(Records of labeled points)
******
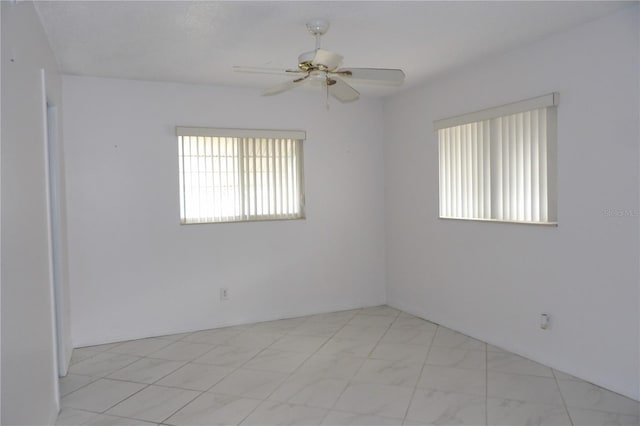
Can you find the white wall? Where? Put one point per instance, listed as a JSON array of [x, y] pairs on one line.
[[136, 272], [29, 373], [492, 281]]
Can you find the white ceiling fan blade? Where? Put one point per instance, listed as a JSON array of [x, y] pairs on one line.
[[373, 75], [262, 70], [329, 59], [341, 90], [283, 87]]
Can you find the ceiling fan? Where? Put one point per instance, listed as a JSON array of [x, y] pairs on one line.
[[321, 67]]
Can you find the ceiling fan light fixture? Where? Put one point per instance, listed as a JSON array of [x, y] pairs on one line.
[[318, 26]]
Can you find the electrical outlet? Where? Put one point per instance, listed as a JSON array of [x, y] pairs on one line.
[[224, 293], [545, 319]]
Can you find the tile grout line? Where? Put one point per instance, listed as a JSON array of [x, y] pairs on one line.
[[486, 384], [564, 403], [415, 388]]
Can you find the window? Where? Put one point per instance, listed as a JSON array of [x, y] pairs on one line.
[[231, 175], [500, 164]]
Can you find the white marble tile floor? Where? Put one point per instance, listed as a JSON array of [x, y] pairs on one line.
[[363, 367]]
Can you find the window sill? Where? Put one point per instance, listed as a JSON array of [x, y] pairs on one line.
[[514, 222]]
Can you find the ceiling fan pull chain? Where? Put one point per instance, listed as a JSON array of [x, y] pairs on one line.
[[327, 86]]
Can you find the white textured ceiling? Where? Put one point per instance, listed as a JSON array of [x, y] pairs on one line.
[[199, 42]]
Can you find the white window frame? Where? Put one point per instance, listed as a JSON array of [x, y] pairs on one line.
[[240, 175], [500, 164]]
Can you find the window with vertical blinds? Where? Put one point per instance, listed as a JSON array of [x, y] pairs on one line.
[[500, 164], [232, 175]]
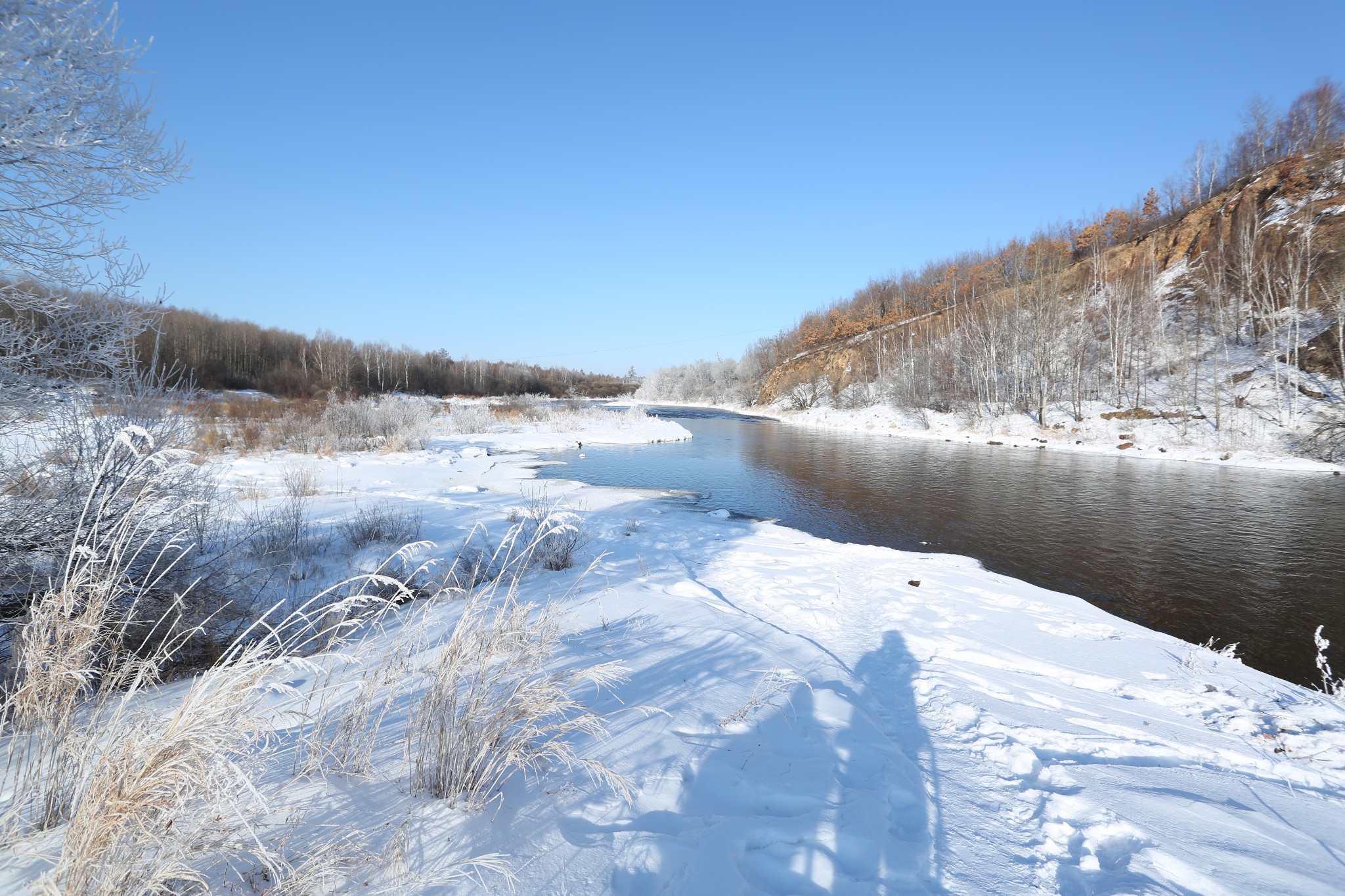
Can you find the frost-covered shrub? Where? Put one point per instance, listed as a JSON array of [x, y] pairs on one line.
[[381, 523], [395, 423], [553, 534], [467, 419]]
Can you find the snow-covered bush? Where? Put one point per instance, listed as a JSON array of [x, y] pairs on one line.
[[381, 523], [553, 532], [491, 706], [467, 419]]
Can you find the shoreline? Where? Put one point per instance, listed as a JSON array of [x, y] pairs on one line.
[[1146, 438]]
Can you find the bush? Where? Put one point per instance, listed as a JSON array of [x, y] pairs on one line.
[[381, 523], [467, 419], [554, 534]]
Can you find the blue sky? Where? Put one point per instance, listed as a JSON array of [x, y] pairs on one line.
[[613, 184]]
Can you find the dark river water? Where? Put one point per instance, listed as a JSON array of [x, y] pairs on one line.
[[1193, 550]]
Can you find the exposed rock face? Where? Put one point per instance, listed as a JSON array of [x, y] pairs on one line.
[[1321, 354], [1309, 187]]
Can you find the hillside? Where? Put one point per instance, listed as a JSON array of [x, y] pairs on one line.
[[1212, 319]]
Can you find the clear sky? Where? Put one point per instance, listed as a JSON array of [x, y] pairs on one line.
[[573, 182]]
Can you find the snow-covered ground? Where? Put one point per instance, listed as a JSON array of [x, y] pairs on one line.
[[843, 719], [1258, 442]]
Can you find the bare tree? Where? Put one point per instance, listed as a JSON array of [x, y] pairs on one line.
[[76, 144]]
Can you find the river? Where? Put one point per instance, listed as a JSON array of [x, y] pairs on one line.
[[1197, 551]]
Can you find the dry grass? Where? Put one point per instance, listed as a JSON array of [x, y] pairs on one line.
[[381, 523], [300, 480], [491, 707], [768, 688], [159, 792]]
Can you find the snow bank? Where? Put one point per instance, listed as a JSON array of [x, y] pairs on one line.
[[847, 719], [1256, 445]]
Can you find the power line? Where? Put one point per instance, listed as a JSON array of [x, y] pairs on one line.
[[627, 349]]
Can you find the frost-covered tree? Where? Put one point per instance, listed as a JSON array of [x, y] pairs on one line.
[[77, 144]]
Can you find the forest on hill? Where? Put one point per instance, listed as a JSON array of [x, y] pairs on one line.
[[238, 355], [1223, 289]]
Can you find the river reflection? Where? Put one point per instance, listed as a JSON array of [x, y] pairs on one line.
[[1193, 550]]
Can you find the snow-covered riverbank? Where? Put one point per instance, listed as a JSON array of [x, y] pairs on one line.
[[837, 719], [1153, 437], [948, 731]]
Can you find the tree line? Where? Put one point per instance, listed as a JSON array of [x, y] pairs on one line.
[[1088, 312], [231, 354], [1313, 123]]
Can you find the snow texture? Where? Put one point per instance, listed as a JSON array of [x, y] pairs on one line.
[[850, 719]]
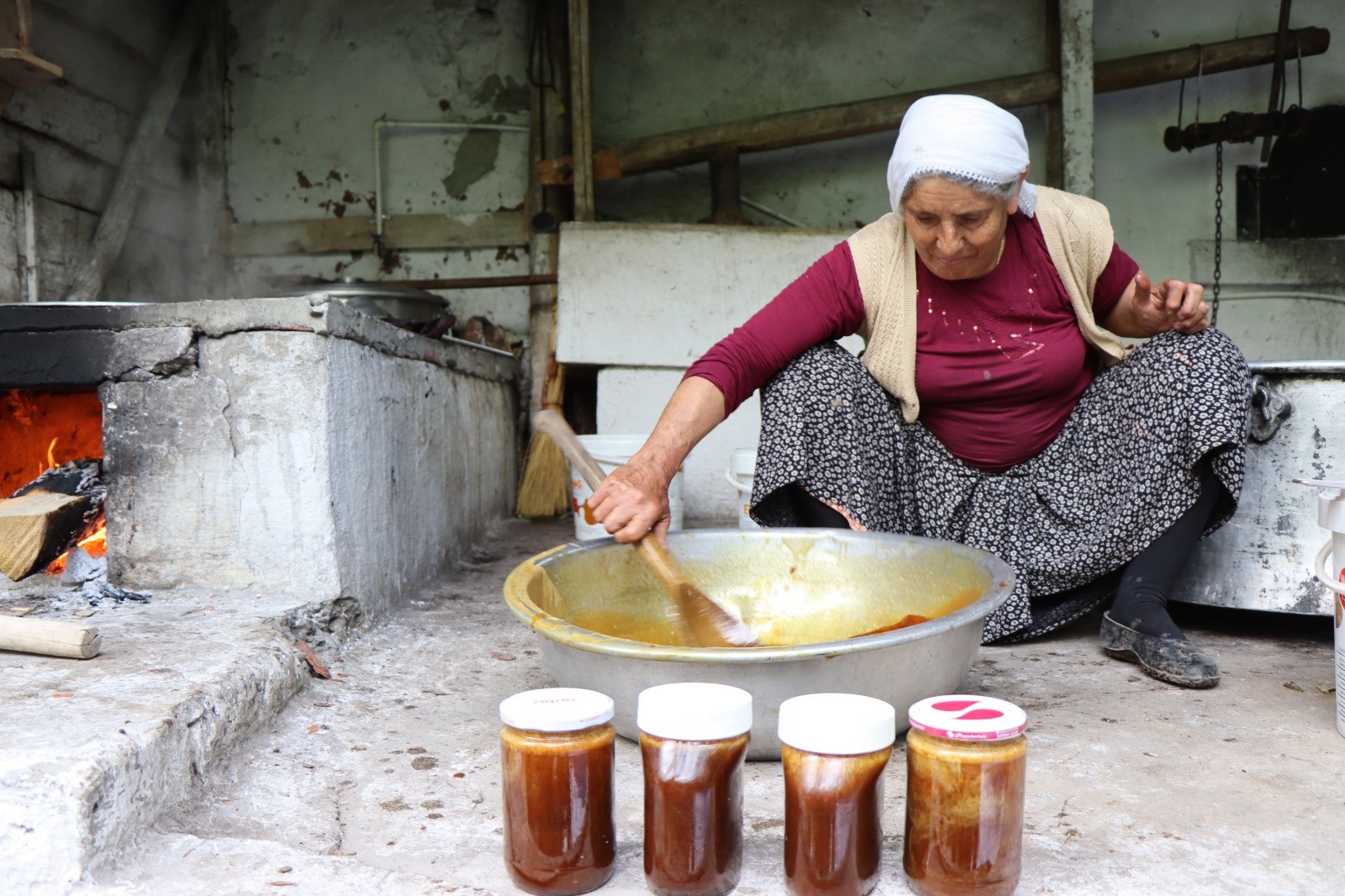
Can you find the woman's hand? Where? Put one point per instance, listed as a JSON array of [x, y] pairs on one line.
******
▶ Set exercise
Change "one point per instance" to "a single point for each instance" throughout all the items and reproduce them, leaving every other word as it is. Omit the pictures from your answer.

▶ Written response
Can you find the white wall? Where? Put a single point for each instance, listed as a JSON array of [x, y] pairs on one line.
[[136, 272], [29, 373], [492, 281]]
Can you find the white ceiling fan blade? Where? Put a single point for each instance, listed as a JSON array of [x, y] pairs on one line.
[[373, 75], [262, 70], [329, 59], [341, 90], [283, 87]]
Can you find the ceiling fan? Where? Put a single point for each instance, listed as a JSON array of [x, y] pairs on one line.
[[321, 67]]
Can you find the ceiling fan light fixture? Where? Put a single point for each instance, listed as a JSON array of [x, y] pairs on one line.
[[318, 26]]
Can you find the electrical outlet? Where? Put a single point for each instance, listed as a JSON array of [x, y] pairs on one line.
[[224, 293], [545, 319]]
Can you find the tile grout line? Where? Put a single point for each instance, listed as a JSON array of [x, y] pairs on one line.
[[486, 384], [564, 403], [415, 388]]
Can you find the window? Where? Put a single point for each instance, listed as a JSON array of [x, y] pairs on one line.
[[231, 175], [500, 164]]
Can you find the white marble tile floor? Where? Put a single point for each instance, listed as a JSON array of [x, y] pairs on one line.
[[363, 367]]
Can you find the window sill? Where? Put a single point for each instance, listed as a JSON array of [x, y] pairs on one line.
[[514, 222]]
Can you find the ceiling fan pull chain? Where? Put a single point for each instance, listed as a JSON array of [x, y] pairs on one line.
[[327, 86]]
Can you find the white textured ceiling? Where? Put a single point for each instance, listed as a JSON array of [x, y] pairs on one line.
[[199, 42]]
Can you find the white window frame? Where? Put a single point for each instance, listed as a JSON array of [x, y] pairs on one line.
[[240, 175], [500, 164]]
Can you find the window with vertical blinds? Where? Put a single point for each instance, listed as a JSON array of [x, y] pairs on one line.
[[500, 164], [232, 175]]
Can you find the frost-covered shrub? Where? Put a single point for each instance, listed as a JSON array of [x, y] pairs on one line.
[[381, 523], [395, 423], [553, 534], [467, 419]]
Can you find the snow-covered bush? Where? Put a single point for each instance, listed as a JSON array of [x, y] pairs on one line.
[[381, 523], [553, 532], [491, 706], [467, 419]]
Can you find the shoreline? Where? Put a single point for each instance, listed as a JSON array of [x, y] pairs on one line.
[[1146, 438]]
Can you find the bush? Where? Put a single point for each instance, listed as a JSON array of [x, y] pairs on one line.
[[381, 523], [467, 419], [554, 534]]
Can you find the blue sky? Where? Put a single point for each instance, listed as a JSON array of [x, y] pairs on one line.
[[613, 184]]
Can you find the dark river water? Where? Put a single point for each instance, listed as a JSON array of [x, y] pairs on one line.
[[1193, 550]]
Can you find the exposed rock face? Where? Put a single point for each instance, listed as a JSON array of [x, y] pairs on one line.
[[1321, 354], [1309, 187]]
Can you find the hillside? Where? Put a single point for each instance, listed as a JSON array of [x, y] pairs on one line.
[[1212, 319]]
Can you find the clear sky? Where? Put a single point for each instance, listed as a JSON array of [x, y] pairs on one line.
[[573, 182]]
Can you find the snow-covered ground? Where? Put a single point for each instance, listed as a JSON array of [x, y] pairs on one line.
[[843, 719], [1258, 442]]
Can you find the bare tree? Where? Put a single point for each instance, listed as a JSON array of [x, y] pairs on one line.
[[76, 144]]
Can you find the river? Where? Put a single point for each instance, listed as a JSON array of [x, y] pairs on one line.
[[1197, 551]]
Can you find the dry grass? Where? Put a single point for each instance, listed as a JSON array of [x, y] pairs on one line.
[[381, 523], [300, 480], [491, 707], [768, 688], [159, 792]]
Can you find the snow bank? Where? Put a single point for each instance, listed as a JSON array of [x, y] pairs on one line.
[[847, 719], [1256, 445]]
Can you find the power line? Where? Put a single point for each instance, listed as a JSON array of [x, y] pairs on one line.
[[627, 349]]
Can you find the frost-covered tree? Where? Put a single point for each instance, listed as a JSON array of [x, y] pairs on one line.
[[77, 144]]
Can you find the forest on hill? Where? Put a single point for each instance, listed as a JSON array of [x, y] pairs on one line.
[[238, 355], [1223, 289]]
Can you find the river reflection? Where? Put a single point for each instance, listed as a JSON array of [x, y] pairs on one line.
[[1193, 550]]
Can you find the snow-covered riverbank? Where? Put a single point for each instance, listed as a JSON array of [x, y] pairs on one line.
[[837, 719], [1153, 437], [948, 731]]
Can you find the tree line? Where? Put a single point for each instance, listed as a JSON array of [x, y] pairs on one line.
[[1088, 312], [231, 354], [1313, 123]]
Can you find the snow texture? Where? Put a single point for each instance, listed as a JSON array of [x, y] pairs on one line.
[[850, 719]]
Can you find the woman's hand? Where? Put a single point for each instance, listed as a JSON array of [x, y] pairs on one line.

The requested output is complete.